**Texto dado**

..........

Estas sucintas cifras nos sitúan frente a algunos hechos que no ayudan nada a combatir o superar esta especie de patología social, consecuencia directa –que nadie cita– del bajísimo nivel moral de nuestra sociedad, acaso el más ínfimo de los períodos históricos de los que se puede tener algún dato a este respecto. Es como si la sociedad tecnológica, instrumentalmente muy avanzada y en apariencia muy instruida, hubiese vuelto éticamente a los tiempos más bárbaros, más brutales de la historia humana.
La politización o sectarismo ideológico con que las feministas radicales tratan estos hechos no colabora mucho a vencer esta epidemia, en tanto que deforma la realidad y embrolla las cosas. Calificar de violencia de género o machista dichos crímenes es una manera perversa de anteponer los intereses de ciertas ideologías a la clarificación del fenómeno para su mejor tratamiento. Los matones no son meros machos de acuerdo con la descripción zoológica de las especies, sino hombres, es decir, seres racionales que en un momento dado pierden la racionalidad y los principios morales que rigen la convivencia social. Por lo tanto, llamar violencia machista a lo que siempre se calificó de crímenes pasionales es desviar el foco de la radiografía de la “enfermedad”, o sea, es convertir en una ramificación de la lucha de clases (en este caso de género) lo que básicamente es una pérdida social de principios éticos.
De qué sirve el vocerío de los feministas de rompe y rasga ante cualquier nueva víctima, o los plantones frente a los ayuntamientos y otros organismos oficiales, con sus correspondiente minutos masónicos de silencio, si se siguen registrando hechos tan deleznables como la muerte violenta de otras mujeres en un terrible suma y sigue que parece no tener fin. Algún año se advierte un ligero descenso de tan macabra estadística, pero la epidemia sigue cobrándose víctimas y más víctimas, y no sólo en España.

..........

**Conjunto de datos**
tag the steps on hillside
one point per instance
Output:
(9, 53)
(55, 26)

..........

**Trabajo pedido**
[1] ¿Puedes copiar de nuevo el artículo sobre los crímenes contra mujeres, desde las palabras que contienen "Estas sucintas cifras" hasta justo después de "la historia humana.", pero cambiando "sociedad tecnológica" por "sociedad digital"?
[2] ¿Puedes proseguir el artículo sobre los crímenes contra mujeres a partir de su última oración?

**Respuestas**
[1]
Estas sucintas cifras nos sitúan frente a algunos hechos que no ayudan nada a combatir o superar esta especie de patología social, consecuencia directa –que nadie cita– del bajísimo nivel moral de nuestra sociedad, acaso el más ínfimo de los períodos históricos de los que se puede tener algún dato a este respecto. Es como si la sociedad digital, instrumentalmente muy avanzada y en apariencia muy instruida, hubiese vuelto éticamente a los tiempos más bárbaros, más brutales de la historia humana.

[2]
La ministra de Sanidad ha dicho, ante el cadáver diríamos todavía caliente de la última víctima, que el Gobierno iba a dedicar doscientos millones de euros a combatir la violencia “machista” –¡y dale con el equívoco machista, que repiten como loros la gran mayoría de los medios informativos!– . ¿A quienes irán a parar estos millones? ¿A los o las que más gritan, a inflar el número de funcionarios, a crear guardaespaldas para proteger a las mujeres amenazadas…? ¿A quiénes? Porque, contra lo que decía el nefasto Zapatero cuando afirmaba que el dinero público no era de nadie, tiene dueño, un dueño bien conocido y concreto, el contribuyente, el “sujeto pasivo” esquilmado por la voracidad del ministerio publicano (el malo, junto con los fariseos, del Evangelio).
En resumen, que nada de lo pregonado por unas y por otros resuelve el tremendo problema que nos acecha, a pesar de tanto psicólogo que nos asiste, de las denuncias de malos tratos, las órdenes de alejamiento, etc. Al final pasa lo que pasa con las mujeres expuestas a esta tragedia. Personalmente conozco a una en concreto y no sé qué aconsejarle para que se sientan seguros ella y su hijo de tres años. La custodia compartida es una fuente de conflictos permanentes. Vive angustiada y amedrentada. Y eso no es vivir. Las denuncias y órdenes de alejamiento excitan el rencor del maltratador real o supuesto y con frecuencia precipitan un fatal desenlace.
Entonces, ¿qué hacer? No lo sé. No me atrevo a dar ninguna receta milagrosa, pero lo que sí resulta evidente es que la intervención de las feministas vociferantes y la aplicación medidas policiales y judiciales extremas no consiguen mejorar sensiblemente la situación. Algo fundamental falla en el diagnóstico y en su acertado tratamiento.